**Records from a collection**
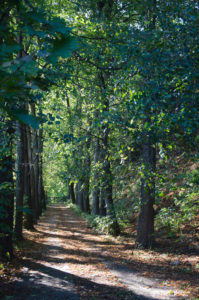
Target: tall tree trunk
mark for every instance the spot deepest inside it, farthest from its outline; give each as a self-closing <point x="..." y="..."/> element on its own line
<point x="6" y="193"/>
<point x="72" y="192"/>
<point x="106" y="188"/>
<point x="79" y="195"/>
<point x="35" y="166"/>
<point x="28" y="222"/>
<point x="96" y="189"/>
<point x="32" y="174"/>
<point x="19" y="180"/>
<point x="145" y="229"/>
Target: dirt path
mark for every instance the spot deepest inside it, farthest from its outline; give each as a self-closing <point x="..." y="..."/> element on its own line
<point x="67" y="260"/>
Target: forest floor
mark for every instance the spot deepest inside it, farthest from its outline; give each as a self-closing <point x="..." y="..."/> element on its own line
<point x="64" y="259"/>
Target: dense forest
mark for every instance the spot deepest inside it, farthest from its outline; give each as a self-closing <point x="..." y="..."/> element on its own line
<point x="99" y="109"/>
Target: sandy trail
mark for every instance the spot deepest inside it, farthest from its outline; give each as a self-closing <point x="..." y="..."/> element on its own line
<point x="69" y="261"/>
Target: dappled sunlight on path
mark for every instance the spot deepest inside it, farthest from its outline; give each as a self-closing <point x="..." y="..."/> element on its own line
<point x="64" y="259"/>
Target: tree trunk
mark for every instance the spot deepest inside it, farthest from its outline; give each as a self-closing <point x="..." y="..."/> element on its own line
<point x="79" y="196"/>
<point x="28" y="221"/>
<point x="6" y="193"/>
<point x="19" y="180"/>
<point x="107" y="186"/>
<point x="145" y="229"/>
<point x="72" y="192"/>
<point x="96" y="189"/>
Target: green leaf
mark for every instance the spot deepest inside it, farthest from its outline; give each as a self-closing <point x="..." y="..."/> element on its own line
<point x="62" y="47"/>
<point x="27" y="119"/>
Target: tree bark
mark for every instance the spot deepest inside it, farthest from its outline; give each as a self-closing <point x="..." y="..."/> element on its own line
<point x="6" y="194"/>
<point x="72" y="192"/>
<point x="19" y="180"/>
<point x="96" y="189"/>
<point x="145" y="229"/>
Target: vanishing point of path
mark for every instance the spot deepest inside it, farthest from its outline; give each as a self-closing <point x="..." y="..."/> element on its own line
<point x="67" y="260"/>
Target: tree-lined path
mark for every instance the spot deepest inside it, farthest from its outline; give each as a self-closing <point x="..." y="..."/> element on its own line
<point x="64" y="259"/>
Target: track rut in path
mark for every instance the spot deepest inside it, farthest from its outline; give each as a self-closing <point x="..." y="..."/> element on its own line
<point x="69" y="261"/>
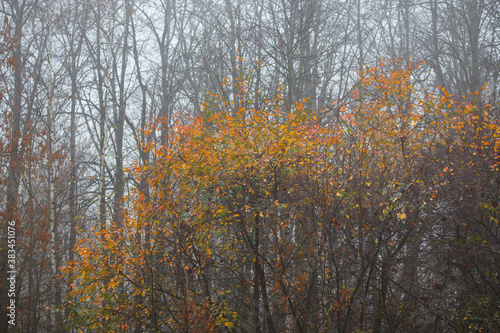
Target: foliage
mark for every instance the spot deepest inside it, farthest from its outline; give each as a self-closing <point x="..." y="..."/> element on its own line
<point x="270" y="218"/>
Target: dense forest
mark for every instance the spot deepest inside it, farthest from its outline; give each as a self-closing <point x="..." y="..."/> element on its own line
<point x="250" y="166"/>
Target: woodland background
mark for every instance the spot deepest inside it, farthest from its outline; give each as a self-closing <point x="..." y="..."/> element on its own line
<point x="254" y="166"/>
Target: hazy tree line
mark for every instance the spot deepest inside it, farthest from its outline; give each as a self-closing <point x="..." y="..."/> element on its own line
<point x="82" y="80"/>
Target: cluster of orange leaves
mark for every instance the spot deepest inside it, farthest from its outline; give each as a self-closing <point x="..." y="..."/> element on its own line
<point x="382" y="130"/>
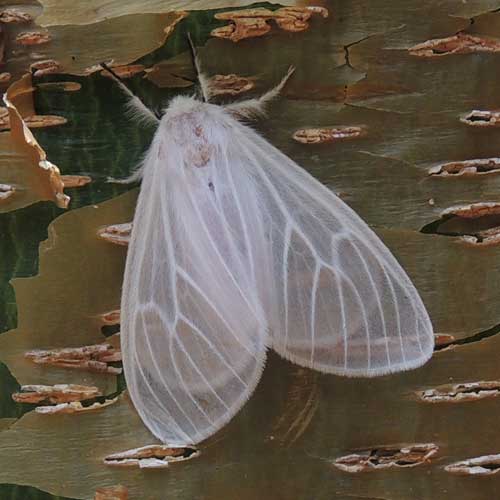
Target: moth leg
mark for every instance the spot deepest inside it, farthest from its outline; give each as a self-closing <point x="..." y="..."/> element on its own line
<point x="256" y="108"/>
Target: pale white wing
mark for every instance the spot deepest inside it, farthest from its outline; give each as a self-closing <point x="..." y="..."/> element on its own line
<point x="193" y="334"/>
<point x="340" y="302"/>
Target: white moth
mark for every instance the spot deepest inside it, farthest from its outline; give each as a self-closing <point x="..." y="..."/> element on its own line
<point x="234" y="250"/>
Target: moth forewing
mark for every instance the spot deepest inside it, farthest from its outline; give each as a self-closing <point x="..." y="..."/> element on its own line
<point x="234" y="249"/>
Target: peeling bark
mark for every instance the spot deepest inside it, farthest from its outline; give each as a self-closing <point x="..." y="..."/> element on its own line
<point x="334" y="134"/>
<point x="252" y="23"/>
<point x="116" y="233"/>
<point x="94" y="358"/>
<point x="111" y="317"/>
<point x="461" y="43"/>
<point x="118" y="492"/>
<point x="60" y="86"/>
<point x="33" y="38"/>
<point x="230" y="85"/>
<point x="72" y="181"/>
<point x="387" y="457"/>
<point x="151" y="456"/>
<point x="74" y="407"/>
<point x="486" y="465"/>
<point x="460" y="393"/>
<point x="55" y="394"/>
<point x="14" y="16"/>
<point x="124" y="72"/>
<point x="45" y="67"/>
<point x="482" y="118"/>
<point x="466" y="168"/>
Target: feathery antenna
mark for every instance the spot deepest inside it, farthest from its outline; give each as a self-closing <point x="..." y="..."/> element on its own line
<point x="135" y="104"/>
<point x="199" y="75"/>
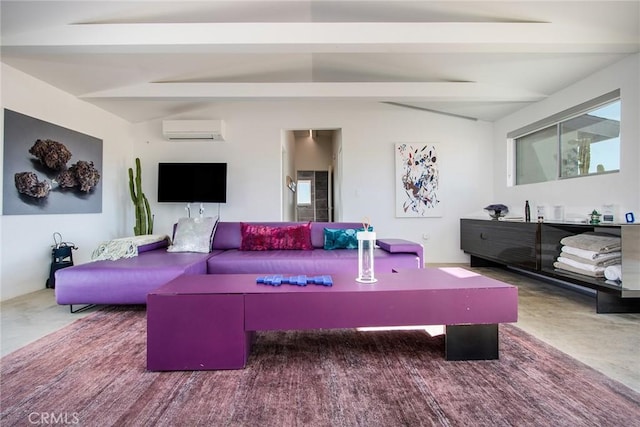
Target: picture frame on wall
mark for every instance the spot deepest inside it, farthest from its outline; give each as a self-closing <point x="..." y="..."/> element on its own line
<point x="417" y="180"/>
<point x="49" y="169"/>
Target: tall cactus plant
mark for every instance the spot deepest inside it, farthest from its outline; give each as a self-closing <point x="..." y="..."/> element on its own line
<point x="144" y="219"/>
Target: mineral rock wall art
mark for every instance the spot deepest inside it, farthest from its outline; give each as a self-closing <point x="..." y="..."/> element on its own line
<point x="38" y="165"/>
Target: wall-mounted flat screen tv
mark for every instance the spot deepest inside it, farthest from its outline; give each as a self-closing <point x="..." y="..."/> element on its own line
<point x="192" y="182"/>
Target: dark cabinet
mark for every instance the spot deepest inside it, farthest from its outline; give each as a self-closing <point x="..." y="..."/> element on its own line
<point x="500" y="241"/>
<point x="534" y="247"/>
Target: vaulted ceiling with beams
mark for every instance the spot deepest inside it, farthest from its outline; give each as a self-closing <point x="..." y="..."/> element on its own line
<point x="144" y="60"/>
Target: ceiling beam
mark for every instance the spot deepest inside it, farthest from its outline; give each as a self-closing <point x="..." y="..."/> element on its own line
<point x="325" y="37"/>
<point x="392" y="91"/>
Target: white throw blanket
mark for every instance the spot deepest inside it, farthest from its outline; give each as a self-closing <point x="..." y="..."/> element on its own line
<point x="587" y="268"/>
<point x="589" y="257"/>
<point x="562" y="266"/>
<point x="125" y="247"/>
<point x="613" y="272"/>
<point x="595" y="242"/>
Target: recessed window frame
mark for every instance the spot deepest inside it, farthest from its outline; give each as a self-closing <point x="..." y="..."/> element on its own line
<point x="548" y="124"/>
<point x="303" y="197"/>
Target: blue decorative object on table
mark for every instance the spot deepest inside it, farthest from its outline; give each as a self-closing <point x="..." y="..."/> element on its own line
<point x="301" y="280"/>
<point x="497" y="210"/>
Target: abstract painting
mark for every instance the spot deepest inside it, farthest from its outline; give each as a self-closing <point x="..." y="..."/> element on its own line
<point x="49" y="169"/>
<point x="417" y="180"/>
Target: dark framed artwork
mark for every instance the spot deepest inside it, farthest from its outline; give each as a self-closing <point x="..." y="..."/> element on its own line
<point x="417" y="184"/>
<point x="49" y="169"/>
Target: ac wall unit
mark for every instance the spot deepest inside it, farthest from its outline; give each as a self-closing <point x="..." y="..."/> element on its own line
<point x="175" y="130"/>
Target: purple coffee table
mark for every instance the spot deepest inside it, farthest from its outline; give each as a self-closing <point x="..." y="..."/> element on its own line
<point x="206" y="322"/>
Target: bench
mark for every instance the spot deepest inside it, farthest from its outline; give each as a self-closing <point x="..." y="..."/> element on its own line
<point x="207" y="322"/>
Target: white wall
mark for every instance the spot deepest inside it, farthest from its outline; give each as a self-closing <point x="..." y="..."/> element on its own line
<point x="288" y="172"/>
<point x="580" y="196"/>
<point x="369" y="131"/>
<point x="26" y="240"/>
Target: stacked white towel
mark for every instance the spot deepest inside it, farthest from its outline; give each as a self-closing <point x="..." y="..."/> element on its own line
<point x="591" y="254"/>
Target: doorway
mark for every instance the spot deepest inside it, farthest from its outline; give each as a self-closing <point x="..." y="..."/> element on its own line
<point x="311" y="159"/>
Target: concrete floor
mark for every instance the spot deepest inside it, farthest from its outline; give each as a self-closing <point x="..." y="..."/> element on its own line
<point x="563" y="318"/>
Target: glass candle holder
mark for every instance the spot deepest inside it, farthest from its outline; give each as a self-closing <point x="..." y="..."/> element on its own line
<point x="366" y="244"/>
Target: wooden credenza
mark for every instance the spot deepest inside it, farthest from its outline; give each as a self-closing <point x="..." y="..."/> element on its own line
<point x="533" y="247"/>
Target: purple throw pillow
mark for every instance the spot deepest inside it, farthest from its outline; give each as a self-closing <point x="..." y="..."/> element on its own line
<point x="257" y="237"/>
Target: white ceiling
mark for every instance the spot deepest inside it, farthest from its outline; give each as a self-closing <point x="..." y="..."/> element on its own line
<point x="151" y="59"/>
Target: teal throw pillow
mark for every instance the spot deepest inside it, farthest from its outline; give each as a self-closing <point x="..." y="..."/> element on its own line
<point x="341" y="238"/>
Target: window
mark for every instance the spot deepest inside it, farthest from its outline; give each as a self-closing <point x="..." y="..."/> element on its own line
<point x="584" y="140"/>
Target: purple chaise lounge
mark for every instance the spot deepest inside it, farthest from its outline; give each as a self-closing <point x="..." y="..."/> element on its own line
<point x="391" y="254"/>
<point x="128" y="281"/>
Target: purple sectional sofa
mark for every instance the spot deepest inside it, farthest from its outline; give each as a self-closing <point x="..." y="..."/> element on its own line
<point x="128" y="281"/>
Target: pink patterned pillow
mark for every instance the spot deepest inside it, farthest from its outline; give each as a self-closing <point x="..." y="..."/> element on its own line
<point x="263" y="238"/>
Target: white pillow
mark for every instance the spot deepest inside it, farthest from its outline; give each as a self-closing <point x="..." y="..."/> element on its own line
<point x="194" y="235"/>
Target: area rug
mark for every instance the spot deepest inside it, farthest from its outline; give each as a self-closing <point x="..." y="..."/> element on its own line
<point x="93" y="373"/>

**WORK TASK**
In the records above, some lines hold the word "ceiling"; copy each such line.

**WRITTEN ANSWER**
Target: vaulted ceiling with beams
Target: ceiling beam
Target: white ceiling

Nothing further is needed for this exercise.